[Raw listing]
=======

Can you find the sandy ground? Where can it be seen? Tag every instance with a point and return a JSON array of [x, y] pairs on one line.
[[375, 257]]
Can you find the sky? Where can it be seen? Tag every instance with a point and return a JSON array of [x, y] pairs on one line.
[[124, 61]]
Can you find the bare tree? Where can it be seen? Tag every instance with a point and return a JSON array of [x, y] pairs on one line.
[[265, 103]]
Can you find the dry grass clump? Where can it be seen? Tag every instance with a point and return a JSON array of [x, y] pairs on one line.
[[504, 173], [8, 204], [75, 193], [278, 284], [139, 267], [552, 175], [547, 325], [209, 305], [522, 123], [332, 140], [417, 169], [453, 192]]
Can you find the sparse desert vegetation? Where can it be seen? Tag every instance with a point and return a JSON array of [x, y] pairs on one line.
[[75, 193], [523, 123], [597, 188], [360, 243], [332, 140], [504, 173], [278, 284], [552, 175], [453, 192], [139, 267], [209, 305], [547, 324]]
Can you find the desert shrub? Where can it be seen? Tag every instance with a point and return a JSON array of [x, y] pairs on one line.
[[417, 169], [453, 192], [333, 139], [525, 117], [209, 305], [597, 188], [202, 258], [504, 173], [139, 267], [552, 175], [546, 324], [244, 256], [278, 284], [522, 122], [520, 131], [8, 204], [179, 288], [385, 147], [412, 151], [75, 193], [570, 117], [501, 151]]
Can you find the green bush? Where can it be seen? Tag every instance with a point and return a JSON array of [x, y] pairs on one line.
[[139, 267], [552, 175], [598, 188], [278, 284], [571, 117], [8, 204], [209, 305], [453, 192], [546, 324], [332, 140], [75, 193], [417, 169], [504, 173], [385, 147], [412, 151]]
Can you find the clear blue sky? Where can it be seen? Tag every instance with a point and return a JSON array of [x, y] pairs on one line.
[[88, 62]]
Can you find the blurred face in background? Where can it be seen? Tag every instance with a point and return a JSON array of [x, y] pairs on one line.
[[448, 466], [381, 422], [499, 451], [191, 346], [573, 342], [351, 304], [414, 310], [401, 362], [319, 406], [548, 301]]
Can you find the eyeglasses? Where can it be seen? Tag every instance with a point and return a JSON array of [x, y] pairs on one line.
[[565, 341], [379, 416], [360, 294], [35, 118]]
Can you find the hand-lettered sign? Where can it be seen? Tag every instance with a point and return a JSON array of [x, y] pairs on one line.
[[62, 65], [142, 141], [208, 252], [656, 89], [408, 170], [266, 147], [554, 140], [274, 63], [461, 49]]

=======

→ **Required work**
From the beginning of the listing through the line containing "305], [547, 324]]", change "Tag" to "Mark" and leave all else unchanged. Return only those lines.

→ **Completed exercise**
Can you find the sandy ground? Where can it be seen? Mark every instance with a point and return a JSON array of [x, y] pairs on one line.
[[375, 257]]
Can you find the sky? Where can it be seen? Mark every instance with a point and return a JSON array of [x, y] pairs on one line.
[[124, 61]]
Can you find the bare tree? Where can it be seen? Mark every instance with a point and return a JSON array of [x, y] pairs on one line.
[[265, 103]]
Can you find the dry grass clump? Where can it be seen? Mark every instance with a point and return a JSON array of [x, y] pairs on one line.
[[504, 173], [8, 204], [75, 193], [278, 284], [139, 267], [552, 175], [547, 325], [209, 305], [522, 123], [332, 140], [417, 169], [453, 192]]
Can you find the sparse desert vegetation? Where can it be seen? Mark every instance with a point and return a JSON array of [x, y] pairs on one line.
[[75, 193], [523, 123], [597, 188], [360, 243], [332, 140], [504, 173], [278, 284], [552, 175], [453, 192], [139, 267], [209, 305], [547, 324]]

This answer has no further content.